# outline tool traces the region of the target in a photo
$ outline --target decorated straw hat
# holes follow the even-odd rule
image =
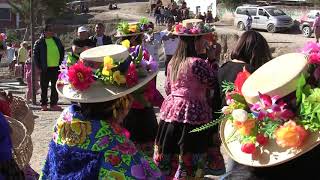
[[[27,128],[22,122],[5,116],[10,126],[10,137],[13,146],[13,158],[18,166],[23,169],[30,162],[33,145],[30,135],[27,134]]]
[[[58,93],[73,102],[111,101],[141,88],[152,80],[158,66],[137,46],[129,53],[122,45],[105,45],[80,54],[71,66],[64,63],[56,84]]]
[[[139,22],[120,22],[117,26],[115,37],[138,36],[145,32],[152,31],[153,24],[147,18],[141,18]]]
[[[205,24],[201,19],[186,19],[174,27],[174,35],[201,36],[214,32],[214,27]]]
[[[253,167],[276,166],[320,143],[320,112],[313,109],[320,89],[309,83],[313,71],[308,52],[285,54],[251,75],[245,70],[238,74],[235,89],[226,94],[220,125],[232,159]]]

——————————

WHAT THIS TASK INVOLVES: All that is needed is the data above, repeated exactly, without the pictures.

FINISHED EXERCISE:
# outline tool traces the region of the target in a photo
$ outline --target decorated straw hat
# holes follow the even-odd rule
image =
[[[27,128],[22,122],[5,116],[10,126],[10,137],[13,146],[13,158],[18,166],[23,169],[30,162],[33,145],[30,135],[27,134]]]
[[[58,93],[73,102],[111,101],[141,88],[152,80],[158,66],[137,46],[129,53],[122,45],[105,45],[80,54],[71,66],[64,63],[56,84]]]
[[[139,22],[120,22],[117,26],[115,37],[138,36],[145,32],[152,31],[153,24],[147,18],[141,18]]]
[[[205,24],[201,19],[186,19],[174,27],[174,35],[201,36],[214,32],[214,27]]]
[[[253,167],[276,166],[320,143],[320,112],[313,109],[320,89],[309,83],[313,71],[308,52],[285,54],[251,75],[245,70],[238,74],[235,89],[226,94],[220,125],[232,159]]]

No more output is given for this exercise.